Problem requirements
Reproduce the records from the line containing "# Looking for the white shirt" down to the line containing "(521, 235), (600, 398)", both ends included and nothing else, keeping the requests unchanged. Rescale each coordinate in the answers by multiplying it by 2.2 and rounding to a whole number, with halves rounded up.

— start Supplied entries —

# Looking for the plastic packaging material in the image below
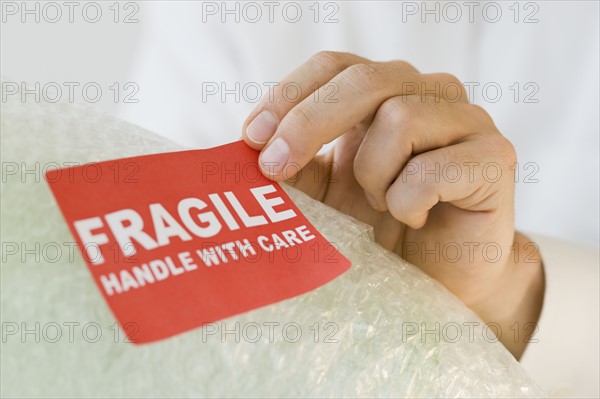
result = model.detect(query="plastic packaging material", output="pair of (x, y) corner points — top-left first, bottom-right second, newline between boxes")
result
(1, 93), (544, 397)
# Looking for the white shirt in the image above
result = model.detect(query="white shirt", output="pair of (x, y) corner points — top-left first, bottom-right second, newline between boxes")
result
(121, 1), (600, 396)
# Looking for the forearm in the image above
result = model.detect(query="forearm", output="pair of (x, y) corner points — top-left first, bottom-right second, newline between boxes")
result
(469, 233), (545, 359)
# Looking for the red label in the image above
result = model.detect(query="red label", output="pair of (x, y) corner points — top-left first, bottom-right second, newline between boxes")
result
(46, 141), (350, 343)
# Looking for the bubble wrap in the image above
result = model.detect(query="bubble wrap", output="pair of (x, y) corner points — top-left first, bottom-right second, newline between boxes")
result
(1, 94), (544, 397)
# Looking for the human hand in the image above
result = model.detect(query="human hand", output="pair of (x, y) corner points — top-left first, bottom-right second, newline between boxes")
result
(243, 52), (543, 357)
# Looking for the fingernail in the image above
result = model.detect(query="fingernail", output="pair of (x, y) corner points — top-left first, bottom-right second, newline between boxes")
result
(260, 137), (290, 176)
(246, 111), (277, 144)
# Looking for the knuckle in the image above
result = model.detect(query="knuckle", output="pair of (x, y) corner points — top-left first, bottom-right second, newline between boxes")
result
(352, 152), (374, 191)
(309, 50), (347, 71)
(402, 155), (441, 193)
(377, 96), (417, 127)
(282, 104), (318, 131)
(465, 104), (494, 125)
(395, 60), (418, 73)
(343, 64), (385, 91)
(492, 134), (517, 166)
(385, 186), (407, 222)
(433, 72), (469, 102)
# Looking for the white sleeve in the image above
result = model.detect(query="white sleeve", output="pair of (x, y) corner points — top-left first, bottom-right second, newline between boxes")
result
(521, 235), (600, 398)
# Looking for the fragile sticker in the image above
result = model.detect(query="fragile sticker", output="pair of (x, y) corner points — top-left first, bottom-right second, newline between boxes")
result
(46, 141), (350, 343)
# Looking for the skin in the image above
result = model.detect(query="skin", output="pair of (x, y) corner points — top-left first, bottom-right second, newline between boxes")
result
(242, 52), (544, 359)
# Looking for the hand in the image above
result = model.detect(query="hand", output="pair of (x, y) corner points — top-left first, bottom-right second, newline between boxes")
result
(243, 52), (543, 357)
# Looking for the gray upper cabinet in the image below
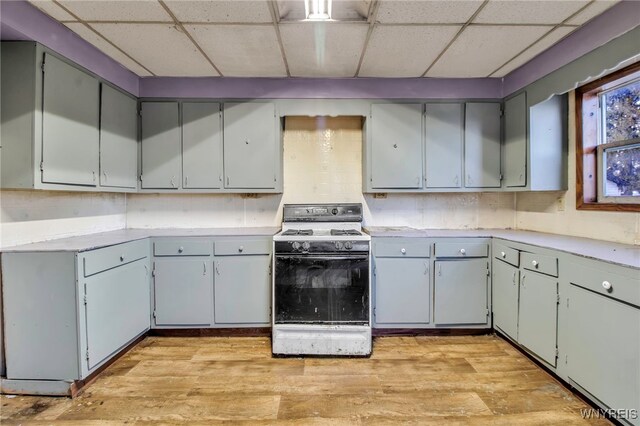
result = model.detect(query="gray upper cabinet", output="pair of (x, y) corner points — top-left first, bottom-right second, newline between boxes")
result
(223, 102), (281, 189)
(464, 103), (501, 188)
(100, 84), (138, 189)
(182, 102), (222, 189)
(370, 104), (422, 189)
(504, 92), (527, 187)
(41, 53), (100, 186)
(425, 103), (463, 188)
(141, 102), (182, 189)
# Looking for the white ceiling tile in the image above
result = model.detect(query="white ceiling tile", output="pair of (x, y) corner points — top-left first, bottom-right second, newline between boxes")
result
(165, 0), (273, 23)
(427, 25), (549, 77)
(65, 22), (151, 77)
(280, 22), (369, 77)
(92, 23), (218, 77)
(491, 27), (575, 77)
(187, 25), (287, 77)
(59, 0), (173, 22)
(377, 0), (482, 24)
(29, 0), (77, 21)
(473, 0), (589, 24)
(359, 25), (462, 77)
(567, 0), (618, 25)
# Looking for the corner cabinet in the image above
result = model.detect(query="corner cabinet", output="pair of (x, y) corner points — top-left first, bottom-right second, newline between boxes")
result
(2, 239), (151, 395)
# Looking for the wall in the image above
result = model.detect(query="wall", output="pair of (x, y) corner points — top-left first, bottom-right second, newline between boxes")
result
(127, 117), (515, 228)
(515, 92), (640, 244)
(0, 190), (126, 247)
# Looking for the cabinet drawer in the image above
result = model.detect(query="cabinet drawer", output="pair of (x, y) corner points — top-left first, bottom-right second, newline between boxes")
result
(373, 239), (431, 257)
(436, 242), (489, 257)
(215, 240), (273, 256)
(153, 240), (211, 256)
(81, 238), (149, 277)
(569, 263), (640, 307)
(520, 252), (558, 277)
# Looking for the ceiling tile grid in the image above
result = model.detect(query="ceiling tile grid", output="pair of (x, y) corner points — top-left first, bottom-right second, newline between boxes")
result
(29, 0), (619, 78)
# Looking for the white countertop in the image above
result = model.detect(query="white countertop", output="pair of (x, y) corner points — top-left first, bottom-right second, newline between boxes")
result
(365, 226), (640, 269)
(2, 227), (280, 253)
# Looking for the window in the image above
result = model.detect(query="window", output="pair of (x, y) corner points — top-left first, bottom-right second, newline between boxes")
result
(576, 63), (640, 211)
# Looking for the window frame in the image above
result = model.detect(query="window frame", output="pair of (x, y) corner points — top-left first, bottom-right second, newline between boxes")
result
(575, 62), (640, 212)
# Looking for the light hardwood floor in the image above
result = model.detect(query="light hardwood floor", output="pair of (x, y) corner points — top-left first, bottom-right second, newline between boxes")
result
(0, 336), (609, 425)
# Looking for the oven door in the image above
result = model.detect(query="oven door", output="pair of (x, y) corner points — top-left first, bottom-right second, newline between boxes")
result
(274, 253), (369, 325)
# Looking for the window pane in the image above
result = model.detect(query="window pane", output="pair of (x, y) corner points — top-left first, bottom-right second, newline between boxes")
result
(604, 81), (640, 145)
(604, 144), (640, 197)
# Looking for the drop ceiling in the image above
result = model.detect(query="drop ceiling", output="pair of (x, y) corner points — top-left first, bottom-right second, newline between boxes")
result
(30, 0), (617, 77)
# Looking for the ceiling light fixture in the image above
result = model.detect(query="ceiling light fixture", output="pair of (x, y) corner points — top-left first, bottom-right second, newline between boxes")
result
(304, 0), (331, 21)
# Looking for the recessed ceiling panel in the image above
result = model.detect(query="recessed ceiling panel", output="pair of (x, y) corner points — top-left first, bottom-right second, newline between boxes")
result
(65, 22), (151, 77)
(187, 25), (287, 77)
(377, 0), (482, 24)
(473, 0), (589, 24)
(59, 0), (172, 22)
(29, 0), (77, 21)
(166, 0), (273, 23)
(567, 0), (618, 25)
(92, 23), (218, 77)
(427, 26), (549, 77)
(359, 25), (461, 77)
(280, 22), (369, 77)
(491, 27), (575, 77)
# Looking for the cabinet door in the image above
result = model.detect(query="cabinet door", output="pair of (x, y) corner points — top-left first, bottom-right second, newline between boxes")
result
(464, 103), (500, 188)
(154, 257), (213, 326)
(214, 256), (271, 325)
(375, 257), (431, 324)
(425, 103), (463, 188)
(504, 93), (527, 187)
(223, 102), (278, 189)
(434, 259), (489, 324)
(100, 84), (138, 189)
(566, 285), (640, 425)
(182, 102), (222, 188)
(491, 260), (520, 340)
(141, 102), (182, 189)
(371, 104), (422, 188)
(83, 259), (150, 370)
(42, 54), (100, 186)
(518, 272), (558, 366)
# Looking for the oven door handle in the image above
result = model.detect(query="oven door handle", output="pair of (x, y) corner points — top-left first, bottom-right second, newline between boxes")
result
(276, 254), (369, 260)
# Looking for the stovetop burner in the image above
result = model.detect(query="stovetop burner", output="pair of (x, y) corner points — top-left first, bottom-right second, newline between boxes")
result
(282, 229), (313, 236)
(331, 229), (362, 235)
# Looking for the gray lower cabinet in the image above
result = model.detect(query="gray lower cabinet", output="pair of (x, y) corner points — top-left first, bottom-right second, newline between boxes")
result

— end Supplied entries —

Completed exercise
# Looking for the white shirt in the image above
result = model.detect(query="white shirt", output="pair of (x, y) corner points — top-left first, bottom-right second, newline between boxes")
result
(266, 2), (1320, 871)
# Looking for the forearm in the image above
result = model.detect(query="forearm", output="pair of (x, y) corner points — top-left first, bottom-right second, newline between boxes")
result
(1032, 513), (1199, 790)
# Looking for the red label in the image above
result = model.detect(query="red label", output="pair of (x, y) corner points — top-left first, bottom-right second, newline between boxes")
result
(101, 310), (770, 755)
# Looking for the bubble wrap in the image above
result = model.detect(query="bubble wrap", output="pair of (x, y) corner points — top-left first, bottom-right second, newline between boxes")
result
(2, 207), (1197, 873)
# Looking for the human hand in the image above
result = model.detect(query="human hand", output="pair of (x, y) corner points — top-left first, bottom-right second, newline between boxes")
result
(535, 114), (1195, 785)
# Looking for the fingernail in the image above
result = model.detect(query="fingernail", output="pair of (x, y) corner points — top-left first, bottom-right second, newline between boxes")
result
(572, 301), (638, 387)
(541, 244), (609, 317)
# Looking for the knuckle in the image above
result = model.detect(query="knuckle", output="pair of (x, y) corner points — top-left first, bottom-right second, newline between boxes")
result
(774, 334), (823, 420)
(680, 110), (763, 156)
(884, 341), (970, 425)
(829, 211), (917, 279)
(620, 229), (700, 288)
(1023, 229), (1087, 275)
(869, 132), (920, 161)
(755, 141), (847, 200)
(1082, 295), (1137, 365)
(847, 409), (895, 488)
(953, 158), (1032, 224)
# Looking for the white sleeve in the image above
result = model.detect(query="white sleeve", output="pair of (x, y) corner points — top-left first, bottom-right second, newline between boxes")
result
(1146, 517), (1320, 876)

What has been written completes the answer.